_Text block_
# Overcheck bit - help!



## roxy's_mom (Jul 9, 2012)

Howdy all! I'm in the process of retraining my driving horse. I've been showing this horse in driving for three going on four years now. I pulled her out of the pasture the start of this summer to get her ready for my local open show season. I started working her the same way I always have every year but somehow from late last fall until the beginning of this summer she's forgotten and had gotten terrified of everything that involved driving except the harness. I had to start her clean back at the beginning of driving training, like I was just breaking her to drive for the first time. So far so good, she's remembered her basic ground manners but still has little fits every now and then but I work her through them and she's fine afterwards. Still have to get her hitched to the cart yet this summer.

I train/show her in a basic snaffle. She does work and show in a loose sidecheck - only there b/c it has to be for show purposes.

My question is : What does the overcheck bit actually do? Is it something that is just there for looks/show or does it actually serve a purpose?

I see alot of draft horse hitches using the overcheck bit on their show horses and have seen pictures of minis being shown this way. I've never used or driven a horse with one so would like some insight.

I just wondering if its something I may need to add for this horse to get her refocused again or to keep her occupied while driving. My horse loved driving before her issues started, she loved to go fast and took every moving thing on as if it were her competition or challenge!

Thanks for any info!

Becky M.


----------



## Sue_C. (Jul 9, 2012)

You say you use a side-check? An over check bit is not used with a side-check, only with an over-check, so not an option unless you want to change that, which really isn't going to get more focus...as what it does is get the nose out so as to reduce air restriction...which is why it is generally only used on harness racers or roadster harnesses.

I scream inwardly every time I see a poor mini in a pleasure class, wearing an over-check, AND tight martingale, as it is a terribly conflicting signal being sent..."get that head up, NO...put it DOWN".


----------



## disneyhorse (Jul 9, 2012)

The common "safety" reasons for a check rein are to keep the horse from grazing, to keep the horse from taking its bridle off on the tongue or shafts or other horse... And that a horse with its head stuck up is more likely to rear than buck as a horse who can get its head between it's knees can buck really hard which isn't preferable in a vehicle.

Side versus over check depends on the headset and conformation of the horse if you are actually going to check the horse up. It's considered fashionable in the show ring and briefly highlights the horses' ability and performance. Show ring horses are not driven for long periods of time and it is always on level, even footing so just a snapshot of what the horse is capable of... So tight checks and flashy trots are the peak performance. Work horses or carriage horses who are driving for extended amounts of time generally have loose or no checks.

If you need more detail let me know.

Andrea


----------



## roxy's_mom (Jul 9, 2012)

Thanks Sue and Andrea! You both explained it well enough that I understand the concept of the check bit and the checks. I guess I need to get back to the grind stone and work a little harder to fix the problems that my mare has! Bits can't fix everything!

Thanks again!

Becky M.


----------



## Sandee (Jul 10, 2012)

The overcheck, IMO, should not be hooked to the driving bit but to an additional bit (or leather or shoestring or rope or bit) depending on the room in the horses mouth. It is too conflicting to hook the reins and the overcheck to the driving bit.....let's see "head up; oh yeah and then pull it down" My mare drives with an overcheck made from a piece of cotton rope. She understands the use of two things and has NO problems but when I had her hooked up on the one bit she fought it and would not develop a "carriage".


----------

_Material_
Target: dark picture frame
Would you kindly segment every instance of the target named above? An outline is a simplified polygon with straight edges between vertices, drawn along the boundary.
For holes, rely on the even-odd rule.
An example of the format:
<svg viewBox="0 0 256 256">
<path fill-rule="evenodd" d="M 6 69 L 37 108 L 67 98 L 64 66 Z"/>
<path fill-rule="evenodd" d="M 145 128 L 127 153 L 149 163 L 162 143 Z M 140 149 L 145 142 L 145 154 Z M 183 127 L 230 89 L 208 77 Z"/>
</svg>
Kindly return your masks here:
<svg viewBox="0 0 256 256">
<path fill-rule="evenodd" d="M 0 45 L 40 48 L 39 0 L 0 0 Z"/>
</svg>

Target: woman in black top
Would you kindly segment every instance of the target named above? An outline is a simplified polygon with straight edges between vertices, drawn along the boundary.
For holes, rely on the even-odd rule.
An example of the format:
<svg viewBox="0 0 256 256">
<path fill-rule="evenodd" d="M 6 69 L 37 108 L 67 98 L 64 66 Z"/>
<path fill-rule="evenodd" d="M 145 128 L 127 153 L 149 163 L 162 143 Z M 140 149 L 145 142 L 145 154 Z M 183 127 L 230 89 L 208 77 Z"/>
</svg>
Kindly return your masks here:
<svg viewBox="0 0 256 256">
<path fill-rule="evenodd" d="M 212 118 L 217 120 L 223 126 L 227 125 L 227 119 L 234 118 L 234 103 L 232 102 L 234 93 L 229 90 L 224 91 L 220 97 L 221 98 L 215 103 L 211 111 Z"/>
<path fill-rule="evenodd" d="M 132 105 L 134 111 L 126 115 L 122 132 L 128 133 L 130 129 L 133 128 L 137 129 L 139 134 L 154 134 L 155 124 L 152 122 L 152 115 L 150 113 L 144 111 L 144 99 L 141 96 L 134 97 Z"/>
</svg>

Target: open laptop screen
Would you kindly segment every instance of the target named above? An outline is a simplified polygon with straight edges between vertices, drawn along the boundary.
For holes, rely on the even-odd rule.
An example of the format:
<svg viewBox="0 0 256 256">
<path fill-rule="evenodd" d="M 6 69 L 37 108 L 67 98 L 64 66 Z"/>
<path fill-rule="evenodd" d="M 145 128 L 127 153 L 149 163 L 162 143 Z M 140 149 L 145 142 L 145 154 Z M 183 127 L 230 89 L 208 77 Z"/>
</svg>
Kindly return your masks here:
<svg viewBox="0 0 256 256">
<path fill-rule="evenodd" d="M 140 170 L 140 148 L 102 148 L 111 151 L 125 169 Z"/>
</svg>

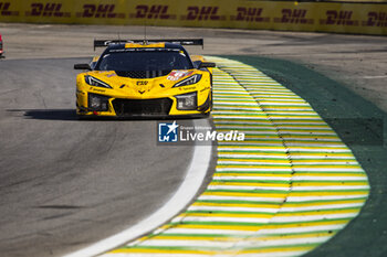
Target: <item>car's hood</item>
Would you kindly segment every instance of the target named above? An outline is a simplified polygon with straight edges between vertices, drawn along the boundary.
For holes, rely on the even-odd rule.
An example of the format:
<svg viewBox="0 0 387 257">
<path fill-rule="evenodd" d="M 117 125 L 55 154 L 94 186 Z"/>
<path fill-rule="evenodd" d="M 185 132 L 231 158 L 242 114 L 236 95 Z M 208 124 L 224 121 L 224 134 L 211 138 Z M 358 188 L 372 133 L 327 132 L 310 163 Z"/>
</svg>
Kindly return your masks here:
<svg viewBox="0 0 387 257">
<path fill-rule="evenodd" d="M 170 73 L 167 73 L 167 75 L 154 78 L 132 78 L 127 76 L 119 76 L 123 75 L 123 72 L 114 71 L 93 71 L 86 73 L 85 75 L 93 76 L 108 84 L 113 89 L 122 92 L 123 94 L 138 96 L 139 98 L 147 98 L 149 95 L 156 93 L 160 94 L 166 92 L 166 89 L 172 88 L 176 83 L 194 75 L 197 72 L 197 69 L 174 69 Z"/>
</svg>

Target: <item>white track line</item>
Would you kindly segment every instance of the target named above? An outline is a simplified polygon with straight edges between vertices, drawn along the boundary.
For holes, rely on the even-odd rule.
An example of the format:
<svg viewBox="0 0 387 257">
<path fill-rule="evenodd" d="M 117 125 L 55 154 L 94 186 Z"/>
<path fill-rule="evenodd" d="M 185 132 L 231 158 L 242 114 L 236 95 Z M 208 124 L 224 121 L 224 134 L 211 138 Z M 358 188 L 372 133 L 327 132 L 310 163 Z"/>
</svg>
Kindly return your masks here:
<svg viewBox="0 0 387 257">
<path fill-rule="evenodd" d="M 194 125 L 198 127 L 210 127 L 207 119 L 196 119 L 194 120 Z M 184 182 L 163 207 L 136 225 L 63 257 L 91 257 L 106 253 L 129 240 L 136 239 L 145 233 L 156 229 L 179 214 L 198 193 L 209 169 L 211 151 L 212 146 L 195 146 L 191 163 L 189 164 Z"/>
</svg>

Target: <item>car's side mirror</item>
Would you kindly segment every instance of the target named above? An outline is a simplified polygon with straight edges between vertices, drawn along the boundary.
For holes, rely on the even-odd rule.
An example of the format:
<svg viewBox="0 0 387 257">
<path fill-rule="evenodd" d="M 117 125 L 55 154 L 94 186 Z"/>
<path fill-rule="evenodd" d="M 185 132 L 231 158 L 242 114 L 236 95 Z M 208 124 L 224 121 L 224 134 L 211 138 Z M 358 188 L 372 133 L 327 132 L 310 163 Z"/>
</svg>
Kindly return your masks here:
<svg viewBox="0 0 387 257">
<path fill-rule="evenodd" d="M 92 67 L 87 63 L 81 63 L 81 64 L 74 64 L 74 69 L 92 71 Z"/>
<path fill-rule="evenodd" d="M 203 67 L 216 67 L 215 63 L 208 63 L 208 62 L 202 62 L 199 65 L 199 68 L 203 68 Z"/>
</svg>

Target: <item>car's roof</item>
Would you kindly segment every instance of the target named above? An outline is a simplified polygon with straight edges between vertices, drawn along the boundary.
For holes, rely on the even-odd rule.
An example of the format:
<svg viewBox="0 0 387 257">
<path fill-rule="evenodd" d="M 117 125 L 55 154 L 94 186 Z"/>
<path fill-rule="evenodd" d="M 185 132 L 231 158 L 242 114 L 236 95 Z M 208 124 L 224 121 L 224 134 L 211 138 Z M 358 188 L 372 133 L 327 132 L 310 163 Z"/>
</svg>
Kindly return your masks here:
<svg viewBox="0 0 387 257">
<path fill-rule="evenodd" d="M 160 42 L 160 43 L 121 43 L 121 44 L 111 44 L 107 50 L 123 50 L 123 49 L 176 49 L 176 50 L 184 50 L 184 47 L 180 44 L 174 44 L 168 42 Z"/>
</svg>

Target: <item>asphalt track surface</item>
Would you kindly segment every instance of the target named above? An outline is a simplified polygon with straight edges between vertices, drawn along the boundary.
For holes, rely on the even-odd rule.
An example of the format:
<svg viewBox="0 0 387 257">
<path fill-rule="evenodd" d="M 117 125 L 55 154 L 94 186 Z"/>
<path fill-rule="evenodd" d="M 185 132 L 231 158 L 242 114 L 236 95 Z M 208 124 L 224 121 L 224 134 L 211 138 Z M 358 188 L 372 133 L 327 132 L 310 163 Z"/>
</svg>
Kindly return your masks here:
<svg viewBox="0 0 387 257">
<path fill-rule="evenodd" d="M 74 117 L 76 73 L 71 67 L 93 55 L 93 38 L 112 38 L 117 31 L 138 38 L 143 28 L 0 28 L 7 56 L 0 62 L 1 256 L 70 253 L 160 207 L 181 183 L 192 149 L 156 147 L 156 121 Z M 253 54 L 301 63 L 307 68 L 272 58 L 237 57 L 289 86 L 324 118 L 383 121 L 385 117 L 386 38 L 169 28 L 151 28 L 148 33 L 205 36 L 207 45 L 199 54 Z M 348 135 L 343 122 L 333 128 Z M 354 138 L 365 133 L 357 131 Z M 308 256 L 387 253 L 383 133 L 376 132 L 368 143 L 344 138 L 367 171 L 370 197 L 355 222 Z"/>
</svg>

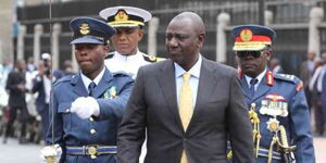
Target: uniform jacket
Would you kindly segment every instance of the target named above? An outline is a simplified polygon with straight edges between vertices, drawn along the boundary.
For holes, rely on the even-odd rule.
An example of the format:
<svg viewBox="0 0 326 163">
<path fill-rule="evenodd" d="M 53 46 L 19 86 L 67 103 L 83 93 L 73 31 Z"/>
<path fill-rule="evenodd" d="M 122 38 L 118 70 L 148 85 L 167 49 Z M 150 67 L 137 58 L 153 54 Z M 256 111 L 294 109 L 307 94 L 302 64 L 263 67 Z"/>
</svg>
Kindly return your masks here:
<svg viewBox="0 0 326 163">
<path fill-rule="evenodd" d="M 115 51 L 106 55 L 104 63 L 111 72 L 114 73 L 123 71 L 135 79 L 140 66 L 154 63 L 162 59 L 145 54 L 139 50 L 134 55 L 123 55 Z"/>
<path fill-rule="evenodd" d="M 253 162 L 251 126 L 236 71 L 203 58 L 197 102 L 187 131 L 177 106 L 174 63 L 139 68 L 118 130 L 117 161 L 137 163 L 147 129 L 145 163 L 226 163 L 230 136 L 237 163 Z"/>
<path fill-rule="evenodd" d="M 54 113 L 54 124 L 50 121 L 47 134 L 47 145 L 52 142 L 52 127 L 54 128 L 54 143 L 64 148 L 83 147 L 87 145 L 116 146 L 116 131 L 121 122 L 124 108 L 129 97 L 133 79 L 125 74 L 111 74 L 105 68 L 104 75 L 93 91 L 100 106 L 100 116 L 95 122 L 82 120 L 70 112 L 72 102 L 78 97 L 87 97 L 80 74 L 65 76 L 53 86 L 50 102 L 50 113 Z M 114 89 L 115 92 L 112 92 Z M 114 93 L 114 95 L 113 95 Z M 51 118 L 51 116 L 50 116 Z M 95 129 L 96 134 L 90 134 Z M 105 162 L 114 163 L 113 154 L 99 155 L 91 160 L 89 155 L 63 155 L 66 162 Z"/>
<path fill-rule="evenodd" d="M 34 93 L 38 92 L 37 99 L 35 101 L 37 111 L 38 112 L 43 111 L 46 109 L 45 105 L 48 103 L 46 102 L 46 90 L 45 90 L 45 84 L 43 84 L 42 76 L 36 77 L 33 88 L 32 88 L 32 91 Z"/>
<path fill-rule="evenodd" d="M 268 73 L 271 75 L 267 75 Z M 261 148 L 269 149 L 273 136 L 272 131 L 267 129 L 267 122 L 272 116 L 262 114 L 262 100 L 271 101 L 271 97 L 275 97 L 275 100 L 278 101 L 284 98 L 284 100 L 279 101 L 287 103 L 288 115 L 277 116 L 277 121 L 279 121 L 279 125 L 285 127 L 288 142 L 297 146 L 294 152 L 297 163 L 314 163 L 315 158 L 310 127 L 310 113 L 302 82 L 293 75 L 273 75 L 272 72 L 267 71 L 266 75 L 260 82 L 253 98 L 249 96 L 249 86 L 244 76 L 241 77 L 241 85 L 244 90 L 247 103 L 255 103 L 256 105 L 255 110 L 259 113 L 260 133 L 262 135 L 260 142 Z M 260 155 L 256 162 L 266 163 L 267 156 Z M 273 159 L 273 163 L 281 163 L 281 161 Z"/>
<path fill-rule="evenodd" d="M 25 72 L 12 71 L 7 79 L 5 89 L 9 90 L 9 106 L 26 106 L 25 90 L 20 90 L 18 85 L 26 84 Z"/>
</svg>

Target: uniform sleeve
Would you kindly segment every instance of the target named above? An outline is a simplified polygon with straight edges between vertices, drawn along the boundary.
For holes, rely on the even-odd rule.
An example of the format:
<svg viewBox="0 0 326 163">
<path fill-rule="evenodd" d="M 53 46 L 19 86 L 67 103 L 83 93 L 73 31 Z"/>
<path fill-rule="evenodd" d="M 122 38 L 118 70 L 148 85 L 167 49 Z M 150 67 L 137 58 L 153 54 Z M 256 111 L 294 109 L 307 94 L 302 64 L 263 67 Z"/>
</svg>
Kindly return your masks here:
<svg viewBox="0 0 326 163">
<path fill-rule="evenodd" d="M 117 131 L 117 162 L 120 163 L 138 163 L 145 140 L 147 104 L 142 73 L 140 67 Z"/>
<path fill-rule="evenodd" d="M 291 133 L 293 134 L 297 163 L 314 163 L 314 147 L 304 90 L 301 88 L 293 97 L 290 106 Z"/>
<path fill-rule="evenodd" d="M 252 127 L 244 103 L 243 90 L 236 73 L 230 80 L 229 92 L 227 127 L 233 147 L 233 163 L 252 163 L 254 162 Z"/>
<path fill-rule="evenodd" d="M 130 77 L 125 77 L 124 84 L 122 85 L 121 91 L 116 98 L 97 99 L 100 105 L 100 115 L 98 116 L 98 120 L 117 118 L 121 121 L 129 99 L 133 85 L 134 80 Z"/>
<path fill-rule="evenodd" d="M 63 121 L 62 116 L 59 114 L 59 104 L 58 99 L 55 97 L 55 91 L 51 92 L 51 99 L 50 99 L 50 111 L 49 111 L 49 128 L 47 129 L 47 136 L 46 136 L 46 145 L 60 145 L 62 148 L 62 155 L 61 155 L 61 162 L 64 162 L 65 159 L 65 143 L 63 141 Z M 53 118 L 53 120 L 52 120 Z M 52 130 L 53 129 L 53 130 Z M 52 137 L 53 136 L 53 137 Z"/>
</svg>

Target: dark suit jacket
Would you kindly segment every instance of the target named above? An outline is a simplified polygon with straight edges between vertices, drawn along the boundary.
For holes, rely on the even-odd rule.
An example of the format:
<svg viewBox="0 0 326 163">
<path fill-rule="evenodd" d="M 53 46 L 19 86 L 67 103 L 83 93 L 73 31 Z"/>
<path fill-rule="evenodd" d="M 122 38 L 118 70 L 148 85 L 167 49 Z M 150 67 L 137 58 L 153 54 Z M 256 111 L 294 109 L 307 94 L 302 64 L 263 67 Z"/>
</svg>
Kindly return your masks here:
<svg viewBox="0 0 326 163">
<path fill-rule="evenodd" d="M 146 163 L 226 163 L 226 140 L 234 163 L 253 162 L 251 124 L 234 68 L 203 59 L 197 102 L 187 131 L 179 118 L 172 60 L 140 67 L 117 137 L 117 161 L 137 163 L 148 134 Z"/>
</svg>

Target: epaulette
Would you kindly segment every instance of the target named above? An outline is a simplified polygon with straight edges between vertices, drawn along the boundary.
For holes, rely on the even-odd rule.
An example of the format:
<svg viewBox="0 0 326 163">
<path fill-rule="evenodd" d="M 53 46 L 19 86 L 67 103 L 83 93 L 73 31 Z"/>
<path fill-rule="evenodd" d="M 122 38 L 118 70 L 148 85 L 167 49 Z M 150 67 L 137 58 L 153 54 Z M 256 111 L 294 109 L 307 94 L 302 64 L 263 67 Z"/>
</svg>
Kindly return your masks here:
<svg viewBox="0 0 326 163">
<path fill-rule="evenodd" d="M 142 54 L 142 57 L 143 57 L 143 60 L 148 61 L 148 62 L 160 62 L 160 61 L 165 60 L 164 58 L 156 58 L 154 55 L 148 55 L 148 54 Z"/>
<path fill-rule="evenodd" d="M 60 79 L 58 79 L 54 84 L 53 84 L 53 87 L 57 86 L 58 84 L 60 83 L 64 83 L 64 82 L 70 82 L 72 78 L 74 78 L 75 75 L 66 75 Z"/>
<path fill-rule="evenodd" d="M 296 78 L 297 77 L 294 75 L 289 75 L 289 74 L 274 74 L 274 78 L 297 84 L 296 83 Z"/>
<path fill-rule="evenodd" d="M 112 73 L 112 76 L 114 76 L 114 77 L 117 77 L 117 76 L 129 76 L 130 77 L 130 75 L 128 75 L 126 72 L 123 72 L 123 71 L 114 72 L 114 73 Z"/>
<path fill-rule="evenodd" d="M 105 59 L 112 59 L 113 55 L 114 55 L 114 52 L 109 52 L 109 53 L 106 53 Z"/>
</svg>

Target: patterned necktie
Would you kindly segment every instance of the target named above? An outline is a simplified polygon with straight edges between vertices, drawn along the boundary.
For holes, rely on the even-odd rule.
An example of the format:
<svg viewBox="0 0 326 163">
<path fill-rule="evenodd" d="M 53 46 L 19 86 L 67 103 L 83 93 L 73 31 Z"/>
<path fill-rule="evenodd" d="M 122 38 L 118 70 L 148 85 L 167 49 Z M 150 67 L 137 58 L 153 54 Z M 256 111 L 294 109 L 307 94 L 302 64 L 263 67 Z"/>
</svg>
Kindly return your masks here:
<svg viewBox="0 0 326 163">
<path fill-rule="evenodd" d="M 91 82 L 89 85 L 88 85 L 88 96 L 92 96 L 93 95 L 93 90 L 95 88 L 97 87 L 97 84 L 95 84 L 93 82 Z"/>
<path fill-rule="evenodd" d="M 254 96 L 254 85 L 258 83 L 258 79 L 256 78 L 252 78 L 250 80 L 250 88 L 249 88 L 249 95 L 251 98 L 253 98 Z"/>
<path fill-rule="evenodd" d="M 180 97 L 179 97 L 179 115 L 181 118 L 183 127 L 185 131 L 187 130 L 187 127 L 190 123 L 193 109 L 192 109 L 192 93 L 191 93 L 191 87 L 189 84 L 190 74 L 185 73 L 183 75 L 184 84 L 181 86 L 180 90 Z M 183 151 L 180 163 L 188 163 L 187 155 L 185 153 L 185 150 Z"/>
</svg>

_Stated exercise A_
Please print the part of the overcheck bit thread that opens with the words containing "I scream inwardly" and closes with "disneyhorse (Jul 9, 2012)".
_Stated exercise B_
In the overcheck bit thread, what is Sandee's mare's overcheck made from?

_Solution A_
I scream inwardly every time I see a poor mini in a pleasure class, wearing an over-check, AND tight martingale, as it is a terribly conflicting signal being sent..."get that head up, NO...put it DOWN".


----------



## disneyhorse (Jul 9, 2012)

_Solution B_
A piece of cotton rope.